- _DESCRIPTION OF THE TASK_: Reproduce the stretch of lines from the one containing "Rules: place one point on every instance of the snowy" through the one containing "(1135, 300)", both included and requests included. Multiply every coordinate in the answers by 1.85 and round each to a whole number, halves up, while the coordinates in the requests and their format samples stay unchanged.

(Dataset records)
==================================================

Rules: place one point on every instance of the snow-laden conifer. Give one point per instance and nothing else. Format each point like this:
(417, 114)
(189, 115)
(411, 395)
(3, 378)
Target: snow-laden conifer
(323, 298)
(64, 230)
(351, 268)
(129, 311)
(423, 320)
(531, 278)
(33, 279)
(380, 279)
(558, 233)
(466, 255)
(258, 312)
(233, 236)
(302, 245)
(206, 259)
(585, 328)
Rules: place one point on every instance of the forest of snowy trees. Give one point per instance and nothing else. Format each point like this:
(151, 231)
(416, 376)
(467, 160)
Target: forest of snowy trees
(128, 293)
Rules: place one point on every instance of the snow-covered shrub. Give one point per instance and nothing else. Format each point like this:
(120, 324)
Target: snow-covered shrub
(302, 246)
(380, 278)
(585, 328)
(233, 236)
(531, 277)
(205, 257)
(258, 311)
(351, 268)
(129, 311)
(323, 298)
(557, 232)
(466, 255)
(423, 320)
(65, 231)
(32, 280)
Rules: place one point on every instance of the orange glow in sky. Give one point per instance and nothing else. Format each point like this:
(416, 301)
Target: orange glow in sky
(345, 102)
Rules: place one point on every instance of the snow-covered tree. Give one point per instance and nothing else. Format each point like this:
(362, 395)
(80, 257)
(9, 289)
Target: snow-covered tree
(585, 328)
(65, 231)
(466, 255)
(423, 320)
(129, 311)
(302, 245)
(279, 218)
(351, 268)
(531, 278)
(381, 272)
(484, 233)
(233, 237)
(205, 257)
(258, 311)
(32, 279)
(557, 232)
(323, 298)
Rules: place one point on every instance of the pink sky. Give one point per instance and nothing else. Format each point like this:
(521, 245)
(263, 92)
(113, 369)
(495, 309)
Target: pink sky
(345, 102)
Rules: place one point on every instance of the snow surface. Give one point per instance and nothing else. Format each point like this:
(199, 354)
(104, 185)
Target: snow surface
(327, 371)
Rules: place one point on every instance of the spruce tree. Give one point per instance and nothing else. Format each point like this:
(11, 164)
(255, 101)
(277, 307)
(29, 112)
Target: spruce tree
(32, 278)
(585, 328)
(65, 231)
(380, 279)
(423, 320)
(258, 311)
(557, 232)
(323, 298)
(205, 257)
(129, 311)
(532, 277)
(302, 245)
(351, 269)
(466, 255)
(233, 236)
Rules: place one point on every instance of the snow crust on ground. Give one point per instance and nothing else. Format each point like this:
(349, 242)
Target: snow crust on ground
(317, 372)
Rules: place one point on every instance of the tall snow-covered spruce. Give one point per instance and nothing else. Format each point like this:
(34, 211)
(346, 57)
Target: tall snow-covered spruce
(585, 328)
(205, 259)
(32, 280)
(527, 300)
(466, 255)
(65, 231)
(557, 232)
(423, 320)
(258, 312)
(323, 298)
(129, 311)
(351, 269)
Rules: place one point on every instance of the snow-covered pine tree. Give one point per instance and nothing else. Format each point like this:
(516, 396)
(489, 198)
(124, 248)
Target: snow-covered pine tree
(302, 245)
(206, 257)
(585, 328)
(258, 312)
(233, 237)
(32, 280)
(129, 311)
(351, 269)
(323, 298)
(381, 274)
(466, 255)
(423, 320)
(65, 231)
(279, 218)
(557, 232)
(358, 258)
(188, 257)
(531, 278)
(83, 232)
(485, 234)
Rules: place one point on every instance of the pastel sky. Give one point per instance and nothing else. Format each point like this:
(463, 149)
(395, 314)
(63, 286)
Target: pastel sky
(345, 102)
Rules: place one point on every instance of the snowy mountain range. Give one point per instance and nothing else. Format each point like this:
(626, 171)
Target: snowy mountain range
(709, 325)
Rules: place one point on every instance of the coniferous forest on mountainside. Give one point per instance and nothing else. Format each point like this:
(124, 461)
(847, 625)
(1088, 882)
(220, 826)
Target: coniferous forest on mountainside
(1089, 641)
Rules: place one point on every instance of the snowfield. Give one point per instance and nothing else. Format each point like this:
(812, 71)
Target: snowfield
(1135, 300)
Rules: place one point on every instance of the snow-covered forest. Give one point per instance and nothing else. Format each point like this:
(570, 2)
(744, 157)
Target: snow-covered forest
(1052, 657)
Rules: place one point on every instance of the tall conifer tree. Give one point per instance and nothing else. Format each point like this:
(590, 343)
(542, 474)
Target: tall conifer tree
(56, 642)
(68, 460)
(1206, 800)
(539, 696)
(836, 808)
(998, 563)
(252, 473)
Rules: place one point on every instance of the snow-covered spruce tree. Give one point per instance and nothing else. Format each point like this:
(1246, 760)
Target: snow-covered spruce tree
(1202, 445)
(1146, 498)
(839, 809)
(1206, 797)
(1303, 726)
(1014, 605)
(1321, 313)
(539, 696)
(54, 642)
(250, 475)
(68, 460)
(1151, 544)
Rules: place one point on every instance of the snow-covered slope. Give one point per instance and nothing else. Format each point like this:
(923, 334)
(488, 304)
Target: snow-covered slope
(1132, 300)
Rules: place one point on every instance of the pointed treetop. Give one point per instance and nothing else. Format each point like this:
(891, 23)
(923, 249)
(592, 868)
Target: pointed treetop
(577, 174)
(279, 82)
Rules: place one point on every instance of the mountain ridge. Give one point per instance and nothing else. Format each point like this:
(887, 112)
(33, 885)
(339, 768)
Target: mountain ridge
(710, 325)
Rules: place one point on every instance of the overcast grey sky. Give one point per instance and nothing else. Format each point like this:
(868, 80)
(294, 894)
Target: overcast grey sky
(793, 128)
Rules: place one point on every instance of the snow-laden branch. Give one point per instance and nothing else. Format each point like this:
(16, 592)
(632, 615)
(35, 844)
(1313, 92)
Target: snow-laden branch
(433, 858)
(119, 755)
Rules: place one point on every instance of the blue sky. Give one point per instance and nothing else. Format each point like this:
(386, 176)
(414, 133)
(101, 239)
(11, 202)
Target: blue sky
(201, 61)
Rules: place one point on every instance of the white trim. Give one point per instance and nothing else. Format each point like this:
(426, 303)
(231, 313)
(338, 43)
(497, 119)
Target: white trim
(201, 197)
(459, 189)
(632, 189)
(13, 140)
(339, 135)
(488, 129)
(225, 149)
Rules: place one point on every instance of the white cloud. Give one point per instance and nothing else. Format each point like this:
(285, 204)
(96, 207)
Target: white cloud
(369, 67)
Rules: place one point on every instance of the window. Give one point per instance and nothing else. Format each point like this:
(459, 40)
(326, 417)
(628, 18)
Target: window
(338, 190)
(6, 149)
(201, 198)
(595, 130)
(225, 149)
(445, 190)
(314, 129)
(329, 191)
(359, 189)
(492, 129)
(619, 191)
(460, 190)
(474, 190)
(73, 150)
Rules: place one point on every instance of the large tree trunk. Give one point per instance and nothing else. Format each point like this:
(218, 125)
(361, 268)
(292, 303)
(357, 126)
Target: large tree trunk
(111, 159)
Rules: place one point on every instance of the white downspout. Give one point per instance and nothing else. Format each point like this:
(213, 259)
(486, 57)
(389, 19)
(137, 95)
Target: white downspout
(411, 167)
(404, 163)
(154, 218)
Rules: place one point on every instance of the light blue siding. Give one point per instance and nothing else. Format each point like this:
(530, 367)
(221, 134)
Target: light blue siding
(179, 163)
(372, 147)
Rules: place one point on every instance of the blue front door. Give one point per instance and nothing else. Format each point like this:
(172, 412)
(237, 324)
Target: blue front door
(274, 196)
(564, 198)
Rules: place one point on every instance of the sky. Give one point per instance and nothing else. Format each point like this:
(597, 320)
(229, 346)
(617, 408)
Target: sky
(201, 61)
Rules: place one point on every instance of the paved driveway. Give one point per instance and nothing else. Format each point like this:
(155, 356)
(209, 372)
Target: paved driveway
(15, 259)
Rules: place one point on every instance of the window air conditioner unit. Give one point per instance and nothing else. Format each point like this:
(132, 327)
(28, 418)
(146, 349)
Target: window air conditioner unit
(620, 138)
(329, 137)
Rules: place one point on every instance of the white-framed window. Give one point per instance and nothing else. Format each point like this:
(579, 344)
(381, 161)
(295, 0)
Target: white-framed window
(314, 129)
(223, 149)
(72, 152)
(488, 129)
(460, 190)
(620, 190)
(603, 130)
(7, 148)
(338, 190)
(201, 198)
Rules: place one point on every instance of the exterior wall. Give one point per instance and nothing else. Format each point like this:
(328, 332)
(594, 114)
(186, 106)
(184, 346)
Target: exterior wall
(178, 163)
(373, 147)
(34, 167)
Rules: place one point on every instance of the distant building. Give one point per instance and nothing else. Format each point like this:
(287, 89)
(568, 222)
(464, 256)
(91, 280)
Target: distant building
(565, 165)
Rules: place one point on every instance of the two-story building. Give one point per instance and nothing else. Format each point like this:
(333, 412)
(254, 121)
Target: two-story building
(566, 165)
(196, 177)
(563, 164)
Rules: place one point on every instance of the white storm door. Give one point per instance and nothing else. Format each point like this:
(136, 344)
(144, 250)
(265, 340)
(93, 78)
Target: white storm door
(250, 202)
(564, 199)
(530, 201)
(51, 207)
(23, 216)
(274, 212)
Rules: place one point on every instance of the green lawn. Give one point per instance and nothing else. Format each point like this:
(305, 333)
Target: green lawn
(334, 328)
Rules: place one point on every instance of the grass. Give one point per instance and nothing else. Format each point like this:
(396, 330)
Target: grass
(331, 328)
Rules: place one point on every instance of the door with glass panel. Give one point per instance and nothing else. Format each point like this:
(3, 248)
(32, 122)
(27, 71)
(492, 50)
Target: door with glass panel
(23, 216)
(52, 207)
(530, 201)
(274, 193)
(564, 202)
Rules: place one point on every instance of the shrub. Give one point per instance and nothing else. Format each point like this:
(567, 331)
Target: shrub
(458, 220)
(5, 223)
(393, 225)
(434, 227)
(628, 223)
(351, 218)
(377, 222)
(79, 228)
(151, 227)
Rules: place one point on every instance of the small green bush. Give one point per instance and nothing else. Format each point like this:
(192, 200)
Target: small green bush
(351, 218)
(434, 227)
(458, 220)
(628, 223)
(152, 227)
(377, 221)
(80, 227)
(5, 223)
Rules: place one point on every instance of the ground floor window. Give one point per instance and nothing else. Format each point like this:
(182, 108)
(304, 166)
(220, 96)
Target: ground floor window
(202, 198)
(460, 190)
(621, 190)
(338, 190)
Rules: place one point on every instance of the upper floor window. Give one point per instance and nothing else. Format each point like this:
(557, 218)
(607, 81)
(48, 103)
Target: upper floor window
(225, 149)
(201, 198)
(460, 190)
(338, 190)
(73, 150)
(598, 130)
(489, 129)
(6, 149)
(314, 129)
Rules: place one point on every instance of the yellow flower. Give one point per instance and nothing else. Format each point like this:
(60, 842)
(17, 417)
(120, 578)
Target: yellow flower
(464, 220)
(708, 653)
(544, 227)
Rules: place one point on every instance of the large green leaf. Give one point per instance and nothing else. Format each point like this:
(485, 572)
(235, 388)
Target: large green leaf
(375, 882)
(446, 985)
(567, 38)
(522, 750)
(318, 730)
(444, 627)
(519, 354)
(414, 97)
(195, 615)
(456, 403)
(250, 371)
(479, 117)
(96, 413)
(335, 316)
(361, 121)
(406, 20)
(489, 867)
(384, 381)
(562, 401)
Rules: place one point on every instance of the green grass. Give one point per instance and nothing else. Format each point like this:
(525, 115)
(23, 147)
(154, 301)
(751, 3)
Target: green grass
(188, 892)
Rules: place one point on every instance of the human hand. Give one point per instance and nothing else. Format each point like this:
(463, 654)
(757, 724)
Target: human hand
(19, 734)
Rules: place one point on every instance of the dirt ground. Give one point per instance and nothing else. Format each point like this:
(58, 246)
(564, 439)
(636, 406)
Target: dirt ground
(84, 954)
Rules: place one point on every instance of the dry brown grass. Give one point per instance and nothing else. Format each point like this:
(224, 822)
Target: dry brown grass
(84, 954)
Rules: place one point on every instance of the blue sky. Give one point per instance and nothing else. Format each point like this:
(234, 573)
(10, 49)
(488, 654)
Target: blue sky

==================================================

- _FULL RESPONSE_:
Rules: place one point on every instance of the snowy mountain range. Give one point per instance and nothing else. Format each point like this:
(626, 171)
Target: snowy mountain range
(1312, 601)
Rules: place one point on every instance of the coniferous forest on mountainside. Give one point per instance and nothing else. Format each point like this:
(124, 461)
(847, 625)
(1088, 882)
(220, 826)
Target: coniferous forest on mountainside
(2015, 1186)
Rules: place one point on every instance of the snowfield. Give one point per instance and nothing else. Format each point like this:
(812, 71)
Target: snowfield
(2100, 555)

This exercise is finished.